■ Extrait du texte
_ _ _ _

Brand France (Groupe BrandSafway) est une entreprise spécialisée dans la conception, la location et le montage de matériel de BTP sur les chantiers (étaiement, échafaudage, nacelles, etc.). L’entreprise, dont le siège social est situé à Trévoux (Ain), emploie 500 salariés répartis sur seize sites. Sa position face aux risques professionnels est sans équivoque : la sécurité prime sur tous les autres aspects de ses activités. Parmi les enjeux, l’entreprise s’est saisie de celui des addictions, il y a quatre ans déjà. Elle est par ailleurs une des premières à avoir signé la charte ESPER (1) visant à promouvoir les bonnes pratiques en matière de prévention des addictions.
Qu’est-ce qui vous a convaincu de signer la charte ESPER ?
Le dispositif ESPER correspond précisément à une démarche de prévention des conduites addictives que nous mettons en place depuis quatre ans. Elle consiste à prévenir le risque, en communiquant et en sensibilisant nos collaborateurs, et à accompagner les personnes sous l’emprise d’une addiction. Nous avons, pour nous y aider, conclu un partenariat avec l’association Addictions France [NDLR : anciennement ANPAA]. C’est donc logiquement que nous participons au dispositif ESPER, avec le souhait que les entreprises signataires puissent travailler ensemble pour partager les bonnes pratiques et échanger leurs expériences.
À l’origine de votre propre démarche, aviez-vous constaté la réalité de cette problématique dans l’entreprise ?
En effet, nous avons déjà, dans l’entreprise, été confrontés au problème des addictions. Les contrôles c’est une chose, mais une fois que nous avons identifié le cas d’un collaborateur sous l’emprise d’une addiction, que fait-on ? Nous nous sommes posé la question de notre utilité sur le sujet et de ce que nous pouvions faire concrètement dans le cadre de notre responsabilité sociale. L’entreprise a donc créé un groupe de travail avec des salariés, pour imaginer comment mettre en place notre démarche.
Quelle est l’approche de l’entreprise vis-à-vis du risque lié aux addictions ?
Il y a, dans la société, un rapport à l’addiction peut-être pas naturel mais inné malheureusement, qui consiste à se dire que s’il s’agit d’une addiction, ce n’est pas si grave. C’est cette culture-là, que l’entreprise et l’association avec laquelle nous sommes en partenariat voulons combattre. L’entreprise a donc changé d’approche, en prenant en considération le risque sans mésestimer une addiction éventuelle face à un autre type de risque. Quelle que soit la situation, lorsqu’un risque est lié à une problématique de santé, nous en parlons dans le cadre global de la politique de prévention des risques.

_ _ _ _

Enregistrements conservés
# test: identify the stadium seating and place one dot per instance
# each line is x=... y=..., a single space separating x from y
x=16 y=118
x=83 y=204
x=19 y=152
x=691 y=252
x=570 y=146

_ _ _ _

■ Exercices
• a. Restituez à l'identique le passage de l'entretien sur Brand France qui commence par « Quelle est l’approche » et se poursuit jusqu'à « prévention des risques. ».
• b. Dans l'entretien sur Brand France, avec quelle association l'entreprise a-t-elle conclu un partenariat pour sa démarche de prévention des addictions ?

■ Corrigé par exercice
• a.
Quelle est l’approche de l’entreprise vis-à-vis du risque lié aux addictions ?
Il y a, dans la société, un rapport à l’addiction peut-être pas naturel mais inné malheureusement, qui consiste à se dire que s’il s’agit d’une addiction, ce n’est pas si grave. C’est cette culture-là, que l’entreprise et l’association avec laquelle nous sommes en partenariat voulons combattre. L’entreprise a donc changé d’approche, en prenant en considération le risque sans mésestimer une addiction éventuelle face à un autre type de risque. Quelle que soit la situation, lorsqu’un risque est lié à une problématique de santé, nous en parlons dans le cadre global de la politique de prévention des risques.

• b. Avec l'association Addictions France, anciennement ANPAA.